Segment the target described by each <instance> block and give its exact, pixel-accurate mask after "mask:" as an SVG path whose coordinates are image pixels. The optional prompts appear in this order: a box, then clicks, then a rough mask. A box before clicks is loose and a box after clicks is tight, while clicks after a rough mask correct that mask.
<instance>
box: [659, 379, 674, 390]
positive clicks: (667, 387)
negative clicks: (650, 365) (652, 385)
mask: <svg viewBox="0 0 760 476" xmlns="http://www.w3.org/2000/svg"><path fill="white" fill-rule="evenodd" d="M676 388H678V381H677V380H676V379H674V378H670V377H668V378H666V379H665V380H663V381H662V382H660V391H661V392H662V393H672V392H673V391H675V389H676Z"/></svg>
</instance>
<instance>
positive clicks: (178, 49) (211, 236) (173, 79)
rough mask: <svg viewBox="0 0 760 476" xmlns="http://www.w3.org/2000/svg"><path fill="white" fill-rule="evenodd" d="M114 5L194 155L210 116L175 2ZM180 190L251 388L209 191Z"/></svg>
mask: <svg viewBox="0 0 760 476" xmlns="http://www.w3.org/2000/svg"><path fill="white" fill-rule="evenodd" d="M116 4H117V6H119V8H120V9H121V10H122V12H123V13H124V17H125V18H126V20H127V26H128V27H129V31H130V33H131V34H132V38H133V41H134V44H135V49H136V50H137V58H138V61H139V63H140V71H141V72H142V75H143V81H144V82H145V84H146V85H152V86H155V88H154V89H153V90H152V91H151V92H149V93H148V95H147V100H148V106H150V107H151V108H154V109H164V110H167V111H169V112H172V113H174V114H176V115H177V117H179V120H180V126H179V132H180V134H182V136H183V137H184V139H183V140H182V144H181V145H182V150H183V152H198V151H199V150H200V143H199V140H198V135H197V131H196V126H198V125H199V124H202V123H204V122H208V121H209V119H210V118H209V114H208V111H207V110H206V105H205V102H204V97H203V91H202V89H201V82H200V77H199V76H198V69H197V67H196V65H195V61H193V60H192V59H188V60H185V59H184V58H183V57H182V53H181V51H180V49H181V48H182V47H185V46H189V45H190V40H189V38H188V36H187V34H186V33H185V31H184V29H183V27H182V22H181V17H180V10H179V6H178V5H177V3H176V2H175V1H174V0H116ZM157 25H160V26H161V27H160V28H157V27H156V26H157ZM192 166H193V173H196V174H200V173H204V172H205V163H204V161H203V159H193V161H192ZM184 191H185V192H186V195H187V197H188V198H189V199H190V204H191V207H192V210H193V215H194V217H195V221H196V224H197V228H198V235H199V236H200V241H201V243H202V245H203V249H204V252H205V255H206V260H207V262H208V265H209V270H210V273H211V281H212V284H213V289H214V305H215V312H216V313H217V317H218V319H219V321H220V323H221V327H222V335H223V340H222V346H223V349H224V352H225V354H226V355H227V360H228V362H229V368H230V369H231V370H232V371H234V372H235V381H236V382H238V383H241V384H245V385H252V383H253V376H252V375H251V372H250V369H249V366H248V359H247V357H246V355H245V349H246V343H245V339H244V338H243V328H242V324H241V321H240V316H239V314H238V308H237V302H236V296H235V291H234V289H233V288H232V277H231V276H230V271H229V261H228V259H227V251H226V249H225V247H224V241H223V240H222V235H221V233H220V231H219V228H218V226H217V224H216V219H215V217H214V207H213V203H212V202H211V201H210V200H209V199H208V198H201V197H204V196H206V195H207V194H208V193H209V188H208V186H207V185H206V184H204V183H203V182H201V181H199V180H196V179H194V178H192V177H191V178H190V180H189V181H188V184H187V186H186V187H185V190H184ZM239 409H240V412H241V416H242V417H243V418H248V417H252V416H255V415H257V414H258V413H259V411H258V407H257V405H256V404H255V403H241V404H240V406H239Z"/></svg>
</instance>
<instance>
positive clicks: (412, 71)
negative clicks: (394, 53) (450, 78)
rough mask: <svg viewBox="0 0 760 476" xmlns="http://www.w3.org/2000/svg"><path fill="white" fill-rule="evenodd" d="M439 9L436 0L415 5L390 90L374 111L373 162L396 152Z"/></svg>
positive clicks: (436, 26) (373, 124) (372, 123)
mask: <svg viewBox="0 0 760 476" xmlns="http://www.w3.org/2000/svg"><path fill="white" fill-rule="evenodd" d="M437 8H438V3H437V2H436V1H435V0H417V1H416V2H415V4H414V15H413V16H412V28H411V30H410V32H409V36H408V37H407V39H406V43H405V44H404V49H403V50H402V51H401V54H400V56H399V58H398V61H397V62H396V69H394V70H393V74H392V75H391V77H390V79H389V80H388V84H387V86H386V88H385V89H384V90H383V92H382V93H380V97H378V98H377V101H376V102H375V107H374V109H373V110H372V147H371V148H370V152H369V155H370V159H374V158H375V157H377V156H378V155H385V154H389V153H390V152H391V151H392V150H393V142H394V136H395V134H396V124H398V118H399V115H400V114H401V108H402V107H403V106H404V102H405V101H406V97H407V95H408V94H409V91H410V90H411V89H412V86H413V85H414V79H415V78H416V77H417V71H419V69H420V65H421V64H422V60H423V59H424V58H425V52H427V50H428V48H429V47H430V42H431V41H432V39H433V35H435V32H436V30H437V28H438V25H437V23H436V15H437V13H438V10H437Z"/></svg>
══════════
Write out every entry exactly as given.

Segment the target described by each <instance> block and give its exact, pixel-accurate mask after "mask:" as an SVG path whose coordinates are image pixels. The optional prompts appear in this order: a box, then clicks, then a rough mask. A box before clicks is loose and a box after clicks is tight, while clicks after a rough mask correct that mask.
<instance>
box: [659, 379, 674, 390]
positive clicks: (667, 387)
negative clicks: (650, 365) (652, 385)
mask: <svg viewBox="0 0 760 476" xmlns="http://www.w3.org/2000/svg"><path fill="white" fill-rule="evenodd" d="M676 388H678V381H677V380H676V379H674V378H670V377H668V378H666V379H665V380H663V381H662V382H660V391H661V392H662V393H672V392H673V391H675V389H676Z"/></svg>
</instance>
<instance>
positive clicks: (178, 49) (211, 236) (173, 79)
rough mask: <svg viewBox="0 0 760 476" xmlns="http://www.w3.org/2000/svg"><path fill="white" fill-rule="evenodd" d="M114 5L194 155L210 116L175 2ZM180 190L251 388L209 191Z"/></svg>
mask: <svg viewBox="0 0 760 476" xmlns="http://www.w3.org/2000/svg"><path fill="white" fill-rule="evenodd" d="M116 4H117V6H119V8H120V9H121V10H122V12H123V13H124V17H125V18H126V20H127V26H128V27H129V31H130V33H131V34H132V38H133V41H134V44H135V49H136V50H137V58H138V61H139V63H140V71H141V72H142V75H143V81H144V82H145V84H146V85H152V86H155V88H154V89H153V90H152V91H151V92H149V93H148V95H147V100H148V106H150V107H151V108H154V109H164V110H167V111H169V112H172V113H174V114H176V115H177V117H179V120H180V126H179V132H180V134H182V136H183V137H184V139H183V140H182V144H181V145H182V150H183V152H198V151H199V150H200V143H199V140H198V135H197V131H196V126H198V125H199V124H202V123H204V122H208V121H209V119H210V118H209V114H208V111H207V110H206V105H205V102H204V97H203V91H202V89H201V82H200V77H199V76H198V69H197V67H196V65H195V61H193V60H192V59H188V60H185V59H184V58H183V57H182V53H181V51H180V49H181V48H182V47H185V46H189V45H190V40H189V38H188V36H187V34H186V33H185V31H184V29H183V27H182V22H181V17H180V10H179V6H178V5H177V3H176V2H175V1H174V0H116ZM157 25H160V26H161V27H160V28H157V27H156V26H157ZM192 166H193V173H196V174H200V173H204V172H205V163H204V161H203V159H193V161H192ZM184 191H185V192H186V195H187V197H188V198H189V199H190V204H191V207H192V210H193V215H194V217H195V221H196V224H197V228H198V235H199V236H200V241H201V243H202V245H203V249H204V252H205V255H206V260H207V262H208V265H209V270H210V273H211V281H212V284H213V289H214V305H215V312H216V313H217V317H218V319H219V321H220V323H221V327H222V335H223V340H222V346H223V349H224V352H225V354H226V355H227V360H228V362H229V368H230V369H231V370H232V371H234V372H235V381H236V382H238V383H241V384H245V385H252V383H253V376H252V375H251V372H250V369H249V366H248V359H247V357H246V355H245V349H246V343H245V339H244V338H243V328H242V324H241V321H240V316H239V314H238V308H237V302H236V296H235V291H234V289H233V288H232V277H231V276H230V271H229V261H228V259H227V251H226V249H225V247H224V241H223V240H222V235H221V233H220V231H219V228H218V226H217V224H216V219H215V217H214V207H213V203H212V202H211V201H210V200H209V199H208V198H201V197H204V196H206V195H207V194H208V193H209V188H208V186H207V185H206V184H204V183H203V182H201V181H199V180H196V179H194V178H192V177H191V178H190V180H189V181H188V184H187V186H186V187H185V190H184ZM239 409H240V412H241V416H242V417H243V418H248V417H252V416H255V415H257V414H258V413H259V411H258V407H257V405H256V404H255V403H241V404H240V406H239Z"/></svg>
</instance>
<instance>
positive clicks: (412, 71)
negative clicks: (394, 53) (450, 78)
rough mask: <svg viewBox="0 0 760 476" xmlns="http://www.w3.org/2000/svg"><path fill="white" fill-rule="evenodd" d="M439 9L436 0L415 5L390 90L374 111L373 162L396 152Z"/></svg>
positive clicks: (436, 26) (373, 124) (372, 123)
mask: <svg viewBox="0 0 760 476" xmlns="http://www.w3.org/2000/svg"><path fill="white" fill-rule="evenodd" d="M437 8H438V3H437V2H436V1H435V0H417V1H416V2H415V4H414V15H413V16H412V28H411V30H410V32H409V36H408V37H407V39H406V43H405V44H404V49H403V50H402V51H401V54H400V56H399V58H398V61H397V62H396V69H394V70H393V74H392V75H391V77H390V79H389V80H388V84H387V86H386V88H385V89H384V90H383V92H382V93H380V97H378V98H377V101H376V102H375V107H374V109H373V110H372V147H371V148H370V152H369V155H370V159H374V158H375V157H377V156H378V155H385V154H389V153H390V152H391V151H392V150H393V142H394V136H395V134H396V124H398V118H399V115H400V114H401V108H402V107H403V106H404V102H405V101H406V97H407V95H408V94H409V91H410V90H411V89H412V86H413V85H414V79H415V78H416V77H417V71H419V69H420V65H421V64H422V60H423V59H424V58H425V52H427V50H428V48H429V47H430V42H431V41H432V39H433V35H435V32H436V30H437V28H438V25H437V23H436V15H437V13H438V10H437Z"/></svg>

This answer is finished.